| Exercise |
Give again, exactly, every line of the entries below from the one that has "Target: wall in background" to the last.

| Available records |
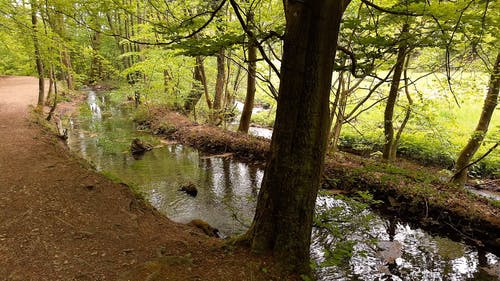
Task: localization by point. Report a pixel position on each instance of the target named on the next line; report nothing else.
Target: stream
(379, 248)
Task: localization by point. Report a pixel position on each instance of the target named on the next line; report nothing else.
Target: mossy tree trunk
(246, 114)
(219, 87)
(389, 152)
(199, 87)
(283, 221)
(38, 56)
(490, 103)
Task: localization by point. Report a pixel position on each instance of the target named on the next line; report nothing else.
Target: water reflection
(382, 249)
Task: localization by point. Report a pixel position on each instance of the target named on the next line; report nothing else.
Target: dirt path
(60, 221)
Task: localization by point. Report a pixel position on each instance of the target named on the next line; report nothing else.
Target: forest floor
(61, 221)
(412, 192)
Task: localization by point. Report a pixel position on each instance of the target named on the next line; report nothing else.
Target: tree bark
(388, 154)
(219, 87)
(246, 114)
(477, 137)
(283, 220)
(395, 143)
(199, 87)
(38, 56)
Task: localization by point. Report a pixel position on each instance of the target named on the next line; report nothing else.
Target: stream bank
(376, 246)
(416, 193)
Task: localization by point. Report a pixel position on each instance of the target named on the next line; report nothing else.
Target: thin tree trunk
(52, 81)
(246, 114)
(283, 220)
(197, 89)
(203, 77)
(219, 87)
(38, 56)
(393, 96)
(395, 143)
(477, 137)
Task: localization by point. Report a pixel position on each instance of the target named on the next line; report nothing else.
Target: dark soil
(61, 221)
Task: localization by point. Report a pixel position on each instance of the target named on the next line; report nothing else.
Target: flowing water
(377, 248)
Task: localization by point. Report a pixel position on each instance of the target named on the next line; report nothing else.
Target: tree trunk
(246, 114)
(395, 143)
(388, 154)
(95, 64)
(198, 88)
(477, 137)
(38, 56)
(219, 87)
(52, 82)
(283, 220)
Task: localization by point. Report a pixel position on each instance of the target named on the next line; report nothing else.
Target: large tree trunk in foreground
(38, 56)
(389, 152)
(477, 137)
(246, 114)
(283, 221)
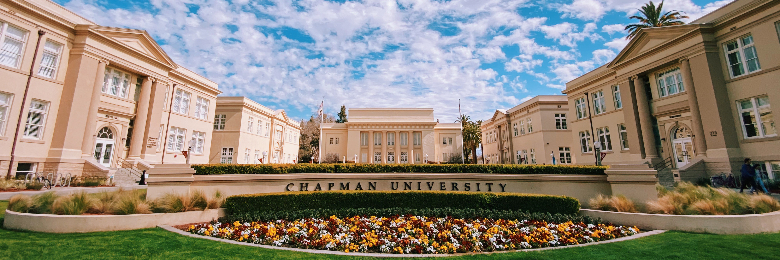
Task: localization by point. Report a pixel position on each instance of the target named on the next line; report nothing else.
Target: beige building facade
(392, 135)
(246, 132)
(98, 96)
(691, 100)
(532, 132)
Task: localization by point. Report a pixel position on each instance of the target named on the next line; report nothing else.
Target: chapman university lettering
(395, 185)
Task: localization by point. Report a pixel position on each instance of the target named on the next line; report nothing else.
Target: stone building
(691, 100)
(246, 132)
(532, 132)
(100, 98)
(392, 135)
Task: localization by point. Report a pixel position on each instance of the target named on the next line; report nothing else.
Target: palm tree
(652, 16)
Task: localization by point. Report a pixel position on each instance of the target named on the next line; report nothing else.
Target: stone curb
(314, 251)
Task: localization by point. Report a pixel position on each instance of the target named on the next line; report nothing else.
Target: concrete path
(68, 190)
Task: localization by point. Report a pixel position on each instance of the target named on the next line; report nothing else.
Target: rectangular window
(740, 52)
(670, 83)
(604, 139)
(202, 108)
(623, 136)
(378, 139)
(13, 40)
(564, 155)
(616, 97)
(5, 108)
(585, 142)
(363, 139)
(219, 122)
(176, 139)
(36, 119)
(227, 155)
(50, 59)
(756, 117)
(560, 122)
(579, 104)
(598, 102)
(116, 82)
(200, 140)
(181, 102)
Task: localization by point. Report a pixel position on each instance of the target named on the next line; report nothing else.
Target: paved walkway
(69, 190)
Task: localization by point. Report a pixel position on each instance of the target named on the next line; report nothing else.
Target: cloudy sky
(290, 55)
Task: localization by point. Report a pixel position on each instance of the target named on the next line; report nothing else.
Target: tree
(342, 115)
(652, 16)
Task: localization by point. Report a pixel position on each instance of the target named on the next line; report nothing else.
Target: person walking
(748, 176)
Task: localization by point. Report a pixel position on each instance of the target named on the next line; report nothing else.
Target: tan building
(98, 95)
(695, 99)
(246, 132)
(532, 132)
(392, 135)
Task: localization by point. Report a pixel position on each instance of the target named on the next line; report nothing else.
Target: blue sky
(290, 55)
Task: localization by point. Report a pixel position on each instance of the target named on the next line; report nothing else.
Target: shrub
(293, 201)
(217, 169)
(20, 203)
(74, 204)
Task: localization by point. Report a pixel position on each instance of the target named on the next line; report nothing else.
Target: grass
(160, 244)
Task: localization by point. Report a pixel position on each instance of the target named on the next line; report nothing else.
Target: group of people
(751, 175)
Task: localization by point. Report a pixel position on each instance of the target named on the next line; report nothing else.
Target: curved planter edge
(716, 224)
(50, 223)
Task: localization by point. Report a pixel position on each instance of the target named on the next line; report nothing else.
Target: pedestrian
(748, 176)
(759, 183)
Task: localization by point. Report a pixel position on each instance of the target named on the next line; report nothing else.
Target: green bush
(294, 201)
(216, 169)
(389, 212)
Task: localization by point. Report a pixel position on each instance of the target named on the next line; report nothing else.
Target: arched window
(105, 133)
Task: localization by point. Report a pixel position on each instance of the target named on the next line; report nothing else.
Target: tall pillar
(89, 131)
(645, 120)
(371, 141)
(141, 115)
(698, 133)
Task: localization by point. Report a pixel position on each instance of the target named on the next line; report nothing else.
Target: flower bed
(217, 169)
(412, 234)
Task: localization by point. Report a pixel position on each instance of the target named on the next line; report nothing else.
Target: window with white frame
(739, 53)
(616, 97)
(756, 117)
(227, 155)
(598, 102)
(202, 108)
(670, 83)
(564, 155)
(200, 140)
(181, 102)
(36, 119)
(5, 108)
(12, 47)
(219, 122)
(50, 59)
(116, 82)
(585, 142)
(560, 122)
(580, 104)
(364, 139)
(623, 136)
(604, 138)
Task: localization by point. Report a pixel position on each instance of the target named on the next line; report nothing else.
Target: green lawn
(160, 244)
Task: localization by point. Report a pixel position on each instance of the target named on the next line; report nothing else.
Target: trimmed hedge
(254, 204)
(389, 212)
(216, 169)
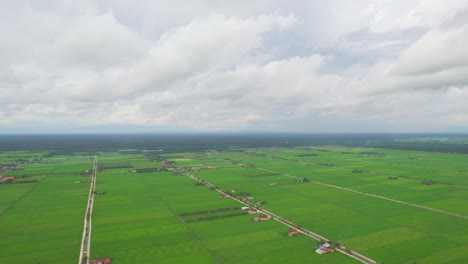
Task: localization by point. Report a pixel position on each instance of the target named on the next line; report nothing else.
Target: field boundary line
(373, 195)
(341, 249)
(208, 250)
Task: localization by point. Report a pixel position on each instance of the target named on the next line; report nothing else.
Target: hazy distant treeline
(167, 143)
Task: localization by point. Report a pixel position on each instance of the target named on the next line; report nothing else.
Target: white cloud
(249, 65)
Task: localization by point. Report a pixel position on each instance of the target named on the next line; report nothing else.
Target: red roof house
(7, 179)
(262, 218)
(293, 232)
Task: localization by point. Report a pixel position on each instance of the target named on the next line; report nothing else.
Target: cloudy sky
(86, 66)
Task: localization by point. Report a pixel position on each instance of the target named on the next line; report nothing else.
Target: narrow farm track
(372, 195)
(341, 249)
(86, 239)
(181, 220)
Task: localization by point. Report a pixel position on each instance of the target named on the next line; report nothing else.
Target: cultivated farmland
(392, 206)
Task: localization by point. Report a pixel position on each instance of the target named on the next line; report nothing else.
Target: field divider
(87, 223)
(341, 249)
(373, 195)
(182, 221)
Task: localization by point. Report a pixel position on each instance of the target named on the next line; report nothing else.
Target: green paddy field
(393, 206)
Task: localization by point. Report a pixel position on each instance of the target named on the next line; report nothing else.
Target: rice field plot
(45, 218)
(350, 217)
(232, 236)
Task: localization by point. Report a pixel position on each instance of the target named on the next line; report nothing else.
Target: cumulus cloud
(306, 66)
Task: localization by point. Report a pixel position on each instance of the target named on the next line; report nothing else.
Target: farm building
(293, 232)
(262, 218)
(100, 261)
(7, 179)
(323, 249)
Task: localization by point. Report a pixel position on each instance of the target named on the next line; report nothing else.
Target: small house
(293, 232)
(7, 179)
(262, 218)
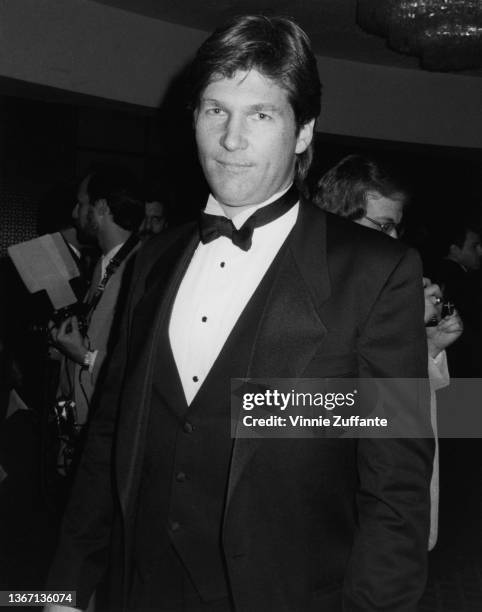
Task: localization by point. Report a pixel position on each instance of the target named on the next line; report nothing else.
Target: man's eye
(215, 110)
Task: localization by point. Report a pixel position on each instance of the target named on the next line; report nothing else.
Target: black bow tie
(214, 226)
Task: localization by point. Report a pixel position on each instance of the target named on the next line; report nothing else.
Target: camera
(79, 310)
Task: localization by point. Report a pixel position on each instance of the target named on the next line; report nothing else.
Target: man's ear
(305, 136)
(101, 207)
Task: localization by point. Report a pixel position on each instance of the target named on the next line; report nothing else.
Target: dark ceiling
(331, 24)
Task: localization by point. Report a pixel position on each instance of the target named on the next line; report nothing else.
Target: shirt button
(188, 427)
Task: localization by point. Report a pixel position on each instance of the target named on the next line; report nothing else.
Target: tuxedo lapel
(153, 301)
(290, 329)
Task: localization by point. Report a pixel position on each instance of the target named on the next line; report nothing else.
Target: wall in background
(93, 49)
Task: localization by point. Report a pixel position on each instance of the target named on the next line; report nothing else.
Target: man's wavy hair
(274, 46)
(343, 189)
(121, 191)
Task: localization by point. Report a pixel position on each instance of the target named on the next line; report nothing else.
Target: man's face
(247, 139)
(154, 219)
(84, 216)
(382, 214)
(471, 252)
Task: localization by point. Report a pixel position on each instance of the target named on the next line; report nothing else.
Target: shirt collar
(213, 207)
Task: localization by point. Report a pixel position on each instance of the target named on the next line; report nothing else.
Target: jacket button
(188, 427)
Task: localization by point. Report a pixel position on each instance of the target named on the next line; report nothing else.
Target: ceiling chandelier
(445, 34)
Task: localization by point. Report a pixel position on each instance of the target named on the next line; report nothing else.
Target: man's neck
(112, 237)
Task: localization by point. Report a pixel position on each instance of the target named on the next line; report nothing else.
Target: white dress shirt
(220, 280)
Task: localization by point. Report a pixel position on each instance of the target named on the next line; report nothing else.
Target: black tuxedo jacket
(309, 524)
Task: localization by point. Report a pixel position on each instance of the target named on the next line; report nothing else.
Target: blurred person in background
(360, 189)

| Answer space |
Target: wall in background
(93, 49)
Task: localization by point. Report a pixel position on each instance of the target named on the next line; report nothing else.
Target: man's wavy hair
(274, 46)
(343, 189)
(121, 191)
Task: localization by point. Report a pixel position on each instance of the target named on the next line; report nothing else.
Target: man's face
(247, 139)
(154, 219)
(84, 216)
(382, 214)
(471, 252)
Task: localization by point. Report a pixel position on each instance of the target named on the next line; report nothing else.
Target: shirt collar
(213, 207)
Task: localization by point. Report a pixel position on each instance of the target named on the next line; report nothing else.
Target: jacket button
(188, 427)
Task: localization by point. Report a pixel position on each instance of the target named on the next line; report nothing else.
Target: ceiling chandelier
(445, 34)
Task: localization by point. Report a pixel position on each instance of the target named on the next line; report nothing else.
Target: man's neck
(112, 237)
Task: localization by point. Report a pixel position on each instance of the target named on the next line; report nothing else.
Target: white dress shirt
(220, 280)
Task: localization by point. Report a pixel position on each instance of the target named on the next line; report nothing else.
Target: black tuxedo jacket
(309, 524)
Task: localization by point. Report a pixel position on each instance of the target named on the next line; report nothing else.
Target: blurred person in background
(360, 189)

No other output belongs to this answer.